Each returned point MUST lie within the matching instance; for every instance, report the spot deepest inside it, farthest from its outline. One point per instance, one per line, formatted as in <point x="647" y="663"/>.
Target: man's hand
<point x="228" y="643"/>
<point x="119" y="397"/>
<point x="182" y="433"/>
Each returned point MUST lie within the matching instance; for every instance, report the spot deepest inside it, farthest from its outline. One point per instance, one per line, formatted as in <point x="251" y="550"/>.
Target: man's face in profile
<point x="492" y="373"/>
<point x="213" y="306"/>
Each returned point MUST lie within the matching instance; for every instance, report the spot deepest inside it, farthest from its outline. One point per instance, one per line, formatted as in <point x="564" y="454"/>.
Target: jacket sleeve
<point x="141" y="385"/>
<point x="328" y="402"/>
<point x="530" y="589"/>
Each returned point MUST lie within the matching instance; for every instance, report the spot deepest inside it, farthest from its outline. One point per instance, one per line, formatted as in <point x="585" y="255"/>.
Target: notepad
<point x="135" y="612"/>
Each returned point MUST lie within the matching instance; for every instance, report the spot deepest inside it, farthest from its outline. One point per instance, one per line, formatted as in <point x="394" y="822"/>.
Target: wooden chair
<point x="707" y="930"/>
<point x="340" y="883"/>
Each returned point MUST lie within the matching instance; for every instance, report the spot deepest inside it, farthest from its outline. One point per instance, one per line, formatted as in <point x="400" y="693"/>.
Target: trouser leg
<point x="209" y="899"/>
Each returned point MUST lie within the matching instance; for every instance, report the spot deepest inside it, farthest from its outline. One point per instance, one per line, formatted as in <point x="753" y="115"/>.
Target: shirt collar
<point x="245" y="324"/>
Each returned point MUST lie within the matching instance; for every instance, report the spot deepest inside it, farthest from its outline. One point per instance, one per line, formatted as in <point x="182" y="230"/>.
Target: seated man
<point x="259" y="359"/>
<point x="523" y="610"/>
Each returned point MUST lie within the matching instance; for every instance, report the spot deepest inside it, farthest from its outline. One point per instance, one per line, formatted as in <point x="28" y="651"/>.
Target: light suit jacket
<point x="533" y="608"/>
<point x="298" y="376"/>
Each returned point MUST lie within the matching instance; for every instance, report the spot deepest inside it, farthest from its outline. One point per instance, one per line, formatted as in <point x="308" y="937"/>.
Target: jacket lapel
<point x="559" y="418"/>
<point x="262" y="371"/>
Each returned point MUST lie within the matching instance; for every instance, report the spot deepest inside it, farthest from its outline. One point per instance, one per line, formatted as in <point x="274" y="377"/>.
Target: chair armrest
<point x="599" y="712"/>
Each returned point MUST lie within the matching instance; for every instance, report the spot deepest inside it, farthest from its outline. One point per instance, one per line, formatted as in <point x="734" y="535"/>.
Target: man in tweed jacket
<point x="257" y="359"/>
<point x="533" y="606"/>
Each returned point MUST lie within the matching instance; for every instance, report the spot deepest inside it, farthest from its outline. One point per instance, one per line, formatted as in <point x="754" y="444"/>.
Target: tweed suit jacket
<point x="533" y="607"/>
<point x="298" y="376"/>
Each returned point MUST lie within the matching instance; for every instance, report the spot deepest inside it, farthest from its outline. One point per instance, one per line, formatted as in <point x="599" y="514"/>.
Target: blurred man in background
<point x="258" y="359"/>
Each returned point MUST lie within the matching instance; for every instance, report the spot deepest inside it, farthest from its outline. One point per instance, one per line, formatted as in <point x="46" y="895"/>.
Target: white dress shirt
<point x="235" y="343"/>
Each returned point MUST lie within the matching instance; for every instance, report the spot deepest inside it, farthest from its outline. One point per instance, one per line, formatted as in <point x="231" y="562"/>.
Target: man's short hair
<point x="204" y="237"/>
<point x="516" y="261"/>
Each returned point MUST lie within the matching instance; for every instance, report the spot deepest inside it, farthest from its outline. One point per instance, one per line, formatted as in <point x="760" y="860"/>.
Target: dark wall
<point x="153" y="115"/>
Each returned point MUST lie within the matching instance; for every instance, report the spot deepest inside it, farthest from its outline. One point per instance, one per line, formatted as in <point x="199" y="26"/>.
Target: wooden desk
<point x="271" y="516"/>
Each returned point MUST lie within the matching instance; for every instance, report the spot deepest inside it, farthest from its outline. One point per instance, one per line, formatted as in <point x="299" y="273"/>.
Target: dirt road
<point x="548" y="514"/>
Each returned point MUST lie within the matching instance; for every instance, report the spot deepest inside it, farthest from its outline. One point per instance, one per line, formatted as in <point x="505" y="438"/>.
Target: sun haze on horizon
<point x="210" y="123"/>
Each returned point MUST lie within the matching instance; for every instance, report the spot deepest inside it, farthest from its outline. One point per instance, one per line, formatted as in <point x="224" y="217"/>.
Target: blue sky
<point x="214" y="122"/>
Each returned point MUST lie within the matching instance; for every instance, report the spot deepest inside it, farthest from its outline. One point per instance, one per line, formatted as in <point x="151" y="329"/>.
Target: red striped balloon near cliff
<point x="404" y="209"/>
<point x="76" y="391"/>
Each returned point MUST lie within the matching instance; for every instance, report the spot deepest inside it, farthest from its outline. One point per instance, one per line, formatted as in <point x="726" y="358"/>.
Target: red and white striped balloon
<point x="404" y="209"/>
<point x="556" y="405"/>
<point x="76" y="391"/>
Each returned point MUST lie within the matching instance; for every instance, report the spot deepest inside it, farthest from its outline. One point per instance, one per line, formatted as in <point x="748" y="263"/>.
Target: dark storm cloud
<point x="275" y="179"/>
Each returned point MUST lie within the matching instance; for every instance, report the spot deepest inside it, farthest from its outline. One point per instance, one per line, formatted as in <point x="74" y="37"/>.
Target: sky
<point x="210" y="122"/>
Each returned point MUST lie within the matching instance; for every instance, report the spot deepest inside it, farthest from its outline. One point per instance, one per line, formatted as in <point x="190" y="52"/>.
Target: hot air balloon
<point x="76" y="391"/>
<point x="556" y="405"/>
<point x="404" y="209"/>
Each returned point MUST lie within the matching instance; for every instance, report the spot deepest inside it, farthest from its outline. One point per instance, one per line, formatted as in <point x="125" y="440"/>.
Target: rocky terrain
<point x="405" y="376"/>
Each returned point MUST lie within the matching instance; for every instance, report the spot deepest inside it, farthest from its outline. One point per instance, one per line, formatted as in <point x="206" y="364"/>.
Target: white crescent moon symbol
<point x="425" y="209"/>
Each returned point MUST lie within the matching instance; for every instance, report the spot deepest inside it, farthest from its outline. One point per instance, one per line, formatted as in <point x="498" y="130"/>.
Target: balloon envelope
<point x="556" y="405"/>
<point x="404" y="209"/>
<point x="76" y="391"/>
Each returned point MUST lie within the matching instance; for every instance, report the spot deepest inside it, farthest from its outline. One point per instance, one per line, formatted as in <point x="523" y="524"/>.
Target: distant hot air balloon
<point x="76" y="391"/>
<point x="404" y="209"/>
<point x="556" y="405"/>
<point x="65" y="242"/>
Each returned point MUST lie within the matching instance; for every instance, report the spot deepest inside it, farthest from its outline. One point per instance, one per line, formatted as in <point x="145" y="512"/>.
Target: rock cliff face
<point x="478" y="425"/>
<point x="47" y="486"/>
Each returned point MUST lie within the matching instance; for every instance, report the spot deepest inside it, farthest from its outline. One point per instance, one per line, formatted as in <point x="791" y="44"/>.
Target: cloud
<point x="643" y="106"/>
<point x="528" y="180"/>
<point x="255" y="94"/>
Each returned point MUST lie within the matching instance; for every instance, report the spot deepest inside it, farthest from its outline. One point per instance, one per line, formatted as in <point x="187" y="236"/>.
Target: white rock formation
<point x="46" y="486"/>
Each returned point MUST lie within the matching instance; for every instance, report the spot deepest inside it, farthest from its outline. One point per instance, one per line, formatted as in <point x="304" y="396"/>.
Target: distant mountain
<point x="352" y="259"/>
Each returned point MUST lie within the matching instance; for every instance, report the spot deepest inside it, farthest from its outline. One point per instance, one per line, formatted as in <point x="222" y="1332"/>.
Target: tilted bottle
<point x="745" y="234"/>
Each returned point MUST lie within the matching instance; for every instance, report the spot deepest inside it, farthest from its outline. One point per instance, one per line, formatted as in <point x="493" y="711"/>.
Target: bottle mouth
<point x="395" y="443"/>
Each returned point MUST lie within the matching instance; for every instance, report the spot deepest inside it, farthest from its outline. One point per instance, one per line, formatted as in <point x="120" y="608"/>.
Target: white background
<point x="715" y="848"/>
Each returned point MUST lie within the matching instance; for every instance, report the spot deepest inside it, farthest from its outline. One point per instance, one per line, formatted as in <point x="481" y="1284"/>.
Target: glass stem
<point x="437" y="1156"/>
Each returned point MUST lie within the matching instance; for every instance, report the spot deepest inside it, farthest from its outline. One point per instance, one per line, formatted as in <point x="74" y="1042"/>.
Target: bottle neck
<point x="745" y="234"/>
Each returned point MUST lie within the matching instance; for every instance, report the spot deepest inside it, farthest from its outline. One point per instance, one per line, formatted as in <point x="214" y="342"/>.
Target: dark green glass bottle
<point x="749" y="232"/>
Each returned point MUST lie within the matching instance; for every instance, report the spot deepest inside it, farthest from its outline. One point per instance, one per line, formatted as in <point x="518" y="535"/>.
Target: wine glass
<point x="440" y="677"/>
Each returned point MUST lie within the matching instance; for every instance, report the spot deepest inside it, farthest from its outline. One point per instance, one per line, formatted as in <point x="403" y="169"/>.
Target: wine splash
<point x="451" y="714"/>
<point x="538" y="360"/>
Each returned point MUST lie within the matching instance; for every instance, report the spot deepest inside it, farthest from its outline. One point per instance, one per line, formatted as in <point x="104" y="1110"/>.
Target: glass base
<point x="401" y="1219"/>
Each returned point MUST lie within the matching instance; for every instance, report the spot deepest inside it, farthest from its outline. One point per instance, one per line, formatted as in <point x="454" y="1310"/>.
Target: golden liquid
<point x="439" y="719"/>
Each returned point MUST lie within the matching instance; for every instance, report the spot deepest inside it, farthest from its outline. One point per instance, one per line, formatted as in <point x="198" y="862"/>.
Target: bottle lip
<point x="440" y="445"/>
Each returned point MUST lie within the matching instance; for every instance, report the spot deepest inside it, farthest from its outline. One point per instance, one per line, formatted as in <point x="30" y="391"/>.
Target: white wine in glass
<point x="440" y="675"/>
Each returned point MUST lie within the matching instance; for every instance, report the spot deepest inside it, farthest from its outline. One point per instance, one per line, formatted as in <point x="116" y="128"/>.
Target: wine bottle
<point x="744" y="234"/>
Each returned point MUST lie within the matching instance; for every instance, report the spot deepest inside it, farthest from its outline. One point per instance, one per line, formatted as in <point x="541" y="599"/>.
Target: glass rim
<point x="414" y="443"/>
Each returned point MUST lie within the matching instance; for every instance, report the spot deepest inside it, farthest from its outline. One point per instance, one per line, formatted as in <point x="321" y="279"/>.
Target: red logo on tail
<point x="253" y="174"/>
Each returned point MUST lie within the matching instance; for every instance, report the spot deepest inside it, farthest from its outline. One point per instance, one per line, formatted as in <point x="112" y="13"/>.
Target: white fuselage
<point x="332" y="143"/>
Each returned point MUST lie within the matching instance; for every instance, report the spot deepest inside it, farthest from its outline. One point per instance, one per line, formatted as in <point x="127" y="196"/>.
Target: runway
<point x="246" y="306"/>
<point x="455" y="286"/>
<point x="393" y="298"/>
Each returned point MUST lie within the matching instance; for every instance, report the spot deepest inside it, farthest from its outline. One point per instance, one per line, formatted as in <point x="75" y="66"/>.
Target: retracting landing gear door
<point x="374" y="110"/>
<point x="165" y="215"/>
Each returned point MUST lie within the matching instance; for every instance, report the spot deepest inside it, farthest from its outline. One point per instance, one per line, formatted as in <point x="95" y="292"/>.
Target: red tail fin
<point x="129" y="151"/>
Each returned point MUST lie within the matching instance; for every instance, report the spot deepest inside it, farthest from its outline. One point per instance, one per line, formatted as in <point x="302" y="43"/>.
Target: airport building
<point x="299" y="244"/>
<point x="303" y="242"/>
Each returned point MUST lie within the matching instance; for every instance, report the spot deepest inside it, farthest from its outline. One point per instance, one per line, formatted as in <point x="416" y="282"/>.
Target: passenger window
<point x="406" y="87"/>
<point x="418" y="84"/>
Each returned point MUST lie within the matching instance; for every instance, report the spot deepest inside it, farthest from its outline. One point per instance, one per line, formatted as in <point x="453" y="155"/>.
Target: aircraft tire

__WHAT IS REQUIRED__: Leaving out all lines before the one containing "Target: passenger window", copy that line and the rest through the end of the listing above exactly.

__RESULT__:
Target: passenger window
<point x="406" y="87"/>
<point x="418" y="84"/>
Each returned point MUST lie within the matching instance; for every instance, report the spot deepest inside it, farthest from its outline. One point per instance, one per line, formatted as in <point x="453" y="155"/>.
Target: aircraft tire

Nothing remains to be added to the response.